Extract to read: Begin

Monday, Sep 25, 2023

Elevating Kids' Health Well Beyond Medicine

R. Lawrence Moss, MD, FACS, FAAPPresident & CEO, Nemours Children’s Health

HLTH

I hear too often that health care is so complicated that we will never be able to fix it. In my opinion, the solution is simple, and getting it right requires all of us to look beyond paying for more and more medical care and to invest wisely in what actually creates health. Our nation’s healthcare system is broken and straining under a payment structure designed to deliver as much medical care as possible, not to promote health. The fix is simple: summon the collective will to change the perverse incentives that stand in our way. I said simple, not easy.


A Simple Prescription

I have a simple prescription to fix American healthcare: 

  • Understand what health is. 
  • Pay for health. 
  • Start with children. 


Understand what health is. Medical care accounts for less than 20% of health. Better addressing the more impactful drivers of health such as food security, safe housing, education, and more will produce better results, reduce expenditures and improve health.

Pay for health. Reimbursing providers and hospitals for the health they create, rather than the volume and complexity of services they deliver, will align the incentives of the health system with those of the patient 

Start with children. Focusing on children, when prevention and care is less expensive and more effective, ensures that the next generation of adults will be healthier. A healthier society means a healthier economy.


Overwhelming evidence demonstrates that health behaviors are set in childhood and remain fairly fixed. Childhood is when small interventions can make big differences. Research by Nobel Prize-winning economist James Heckman showed that if we change simple health behaviors by age 5, those behaviors are passed to the next generation, at no cost and with no further effort. He compared two groups of preschoolers, one of which received simple health behavior education, primary care, and a daily healthy snack. Decades later, this group continues to have markedly lower rates of diabetes, half the level of obesity, higher graduation rates and higher median income. If we start early, we change the entire trajectory of health for the individual and for society, at very little cost.

Extract to read: End
Records shown: Begin

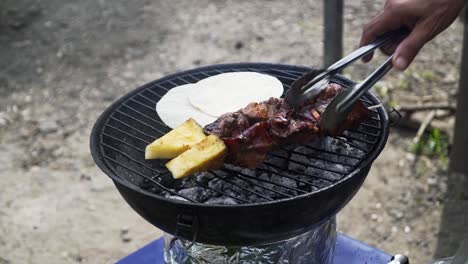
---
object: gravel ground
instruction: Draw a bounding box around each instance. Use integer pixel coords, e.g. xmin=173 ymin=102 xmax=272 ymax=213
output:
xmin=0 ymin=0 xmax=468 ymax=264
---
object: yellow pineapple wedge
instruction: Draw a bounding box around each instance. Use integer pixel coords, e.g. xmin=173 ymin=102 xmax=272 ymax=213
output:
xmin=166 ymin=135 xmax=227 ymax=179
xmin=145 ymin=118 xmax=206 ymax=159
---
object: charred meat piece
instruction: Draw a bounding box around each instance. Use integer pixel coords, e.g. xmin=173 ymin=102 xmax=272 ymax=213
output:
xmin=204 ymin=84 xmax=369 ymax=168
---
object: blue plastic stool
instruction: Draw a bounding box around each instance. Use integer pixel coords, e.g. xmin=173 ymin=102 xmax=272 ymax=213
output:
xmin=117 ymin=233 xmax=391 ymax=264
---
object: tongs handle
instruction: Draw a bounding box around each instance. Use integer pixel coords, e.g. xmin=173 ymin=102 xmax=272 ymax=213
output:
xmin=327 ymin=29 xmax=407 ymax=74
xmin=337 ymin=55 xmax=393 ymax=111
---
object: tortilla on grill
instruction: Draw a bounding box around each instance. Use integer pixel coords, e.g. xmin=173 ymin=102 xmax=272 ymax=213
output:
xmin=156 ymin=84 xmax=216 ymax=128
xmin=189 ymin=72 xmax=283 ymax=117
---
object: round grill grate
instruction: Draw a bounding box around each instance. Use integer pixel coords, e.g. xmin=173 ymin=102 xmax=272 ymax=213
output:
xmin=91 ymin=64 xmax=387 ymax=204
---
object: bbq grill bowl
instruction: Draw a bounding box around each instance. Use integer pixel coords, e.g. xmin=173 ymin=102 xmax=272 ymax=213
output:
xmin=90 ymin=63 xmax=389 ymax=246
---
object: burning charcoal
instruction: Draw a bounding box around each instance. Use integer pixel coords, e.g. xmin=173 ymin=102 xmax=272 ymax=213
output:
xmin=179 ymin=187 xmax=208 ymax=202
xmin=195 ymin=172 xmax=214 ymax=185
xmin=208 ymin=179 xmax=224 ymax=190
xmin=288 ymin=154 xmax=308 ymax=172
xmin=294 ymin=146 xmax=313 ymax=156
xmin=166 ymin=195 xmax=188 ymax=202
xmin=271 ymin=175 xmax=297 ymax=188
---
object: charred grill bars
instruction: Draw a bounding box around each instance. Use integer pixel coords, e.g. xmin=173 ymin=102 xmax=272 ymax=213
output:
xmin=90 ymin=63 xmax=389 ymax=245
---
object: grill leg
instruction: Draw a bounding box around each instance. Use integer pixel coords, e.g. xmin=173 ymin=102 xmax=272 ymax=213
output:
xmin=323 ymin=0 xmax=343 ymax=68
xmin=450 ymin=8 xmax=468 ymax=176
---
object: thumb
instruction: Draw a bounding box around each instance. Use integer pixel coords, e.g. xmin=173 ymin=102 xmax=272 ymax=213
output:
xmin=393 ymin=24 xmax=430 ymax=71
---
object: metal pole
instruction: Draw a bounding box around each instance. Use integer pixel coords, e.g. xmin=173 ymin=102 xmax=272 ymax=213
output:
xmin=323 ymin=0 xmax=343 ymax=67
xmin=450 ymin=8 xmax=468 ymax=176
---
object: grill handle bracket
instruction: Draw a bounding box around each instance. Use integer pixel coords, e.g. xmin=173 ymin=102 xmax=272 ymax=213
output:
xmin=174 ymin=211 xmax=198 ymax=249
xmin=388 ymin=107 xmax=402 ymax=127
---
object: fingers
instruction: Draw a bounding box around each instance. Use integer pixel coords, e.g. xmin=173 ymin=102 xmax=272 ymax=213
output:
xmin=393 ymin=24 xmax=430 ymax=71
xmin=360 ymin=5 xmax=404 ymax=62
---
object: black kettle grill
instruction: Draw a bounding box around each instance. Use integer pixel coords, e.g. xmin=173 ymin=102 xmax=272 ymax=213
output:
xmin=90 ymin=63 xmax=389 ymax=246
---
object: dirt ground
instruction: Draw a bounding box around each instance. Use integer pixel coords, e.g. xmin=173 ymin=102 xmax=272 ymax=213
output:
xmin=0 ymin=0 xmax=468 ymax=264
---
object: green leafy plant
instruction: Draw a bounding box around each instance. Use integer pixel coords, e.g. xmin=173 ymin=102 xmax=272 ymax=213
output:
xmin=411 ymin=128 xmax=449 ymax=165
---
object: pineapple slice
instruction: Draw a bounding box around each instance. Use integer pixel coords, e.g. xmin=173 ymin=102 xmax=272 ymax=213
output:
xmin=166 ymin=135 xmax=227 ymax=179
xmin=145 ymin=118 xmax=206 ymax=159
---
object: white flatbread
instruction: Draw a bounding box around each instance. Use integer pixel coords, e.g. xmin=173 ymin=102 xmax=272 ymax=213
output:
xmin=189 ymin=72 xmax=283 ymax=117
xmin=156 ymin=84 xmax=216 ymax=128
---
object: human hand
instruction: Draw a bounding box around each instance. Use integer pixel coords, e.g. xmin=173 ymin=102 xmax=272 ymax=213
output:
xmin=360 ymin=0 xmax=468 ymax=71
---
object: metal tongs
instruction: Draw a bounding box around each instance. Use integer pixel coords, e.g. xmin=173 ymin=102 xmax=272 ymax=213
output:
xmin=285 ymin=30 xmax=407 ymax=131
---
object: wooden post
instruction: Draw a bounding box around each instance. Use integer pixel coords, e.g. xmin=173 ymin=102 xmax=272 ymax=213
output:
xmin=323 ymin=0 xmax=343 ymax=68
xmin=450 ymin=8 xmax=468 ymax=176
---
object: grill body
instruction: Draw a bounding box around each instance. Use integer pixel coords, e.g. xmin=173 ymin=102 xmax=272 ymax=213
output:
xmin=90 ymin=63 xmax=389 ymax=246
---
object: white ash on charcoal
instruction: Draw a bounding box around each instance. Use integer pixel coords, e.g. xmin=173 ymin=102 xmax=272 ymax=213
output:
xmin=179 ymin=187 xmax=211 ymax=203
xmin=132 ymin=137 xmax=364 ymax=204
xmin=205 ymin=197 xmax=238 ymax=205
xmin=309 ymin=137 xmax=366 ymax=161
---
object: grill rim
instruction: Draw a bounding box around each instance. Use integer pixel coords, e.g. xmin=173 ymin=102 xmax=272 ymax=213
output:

Records shown: End

▶ [Problems to solve]
a: In the essay on children's health, what share of health does medical care account for?
b: Translate this sentence from the essay on children's health into Spanish: "Childhood is when small interventions can make big differences."
c: Pick up the essay on children's health after its final sentence and continue it for a paragraph or two.

▶ [Answers below]
a: Less than 20%.

b: La infancia es el momento en que pequeñas intervenciones pueden marcar grandes diferencias.

c:
Well Beyond Medicine – Strengthening Communities

By keeping children well in the first place, we head off the chronic diseases that burden so many adults and increase healthcare spending, including diabetes, cardiovascular disease, obesity, and cancer. Fostering whole child health and starting with these simple solutions is how we get there:  

  • Approach health at the population level and use data to more effectively improve and coordinate care that has traditionally been siloed
  • Address the social determinants of health — the 80% of what creates health outside the hospital and healthcare provider walls
  • Engage committed partners from across healthcare — providers, payers, and community-based organizations
  • Integrate physical and mental/behavioral health care 
  • Prioritize the health of mothers and babies, since poor nutrition and early adverse experiences can damage health into the next generation
  • Bring healthcare to where children live and learn, such as through school-based health centers 
  • Work with local and state governments to incentivize healthy food providers (grocers, farmer’s markets, etc.) to serve areas where healthy food is scarce, and create safer, healthier neighborhoods
  • Engaging business and philanthropic partners to power technology aspects of population health initiatives, such as Nemours web-based Reading BrightStart! Preschool Reading Screener and other literacy resources we use in 38 states


Health Through Equity. There can be no health without health equity. The deep and long-term consequences for disadvantaged individuals and people of color in our society is at the core of our nation’s poor health and is unacceptable. We can begin with what we can directly control, by addressing inequities in access to and delivery of care. We can build on this by focusing on the social determinants of health in those who need help the most. We must start with routinely measuring the health of our patients across race, gender, education, and socioeconomics.


The Role of Health Care Leaders 

It is paramount that we view our jobs as creating health, not just treating illness. Children’s hospitals and health systems must evolve to become not just care providers to children but stewards of children’s health, because even the highest quality of medical care will not create health.


To effect federal policy change, Nemours collaborates with the Children’s Hospital Association to bring patients’ stories directly to their members of Congress. Collaborating with other children’s hospitals is yielding invaluable advances in medical care, and in addressing the social determinants and tackling health disparities.


Conclusion

Elevating Humanity, HLTH’s 2023 theme, is what we can expect when we actively create health, eliminate disparities and improve how we provide health care. 


More than any other factor, our nation’s future depends on whether we get children’s health right today, so tomorrow’s adults are healthier, happier and more productive than ever. The solution is simple, and we must lead the way. Elevating kids’ health by going well beyond medicine, is the first step toward elevating humanity.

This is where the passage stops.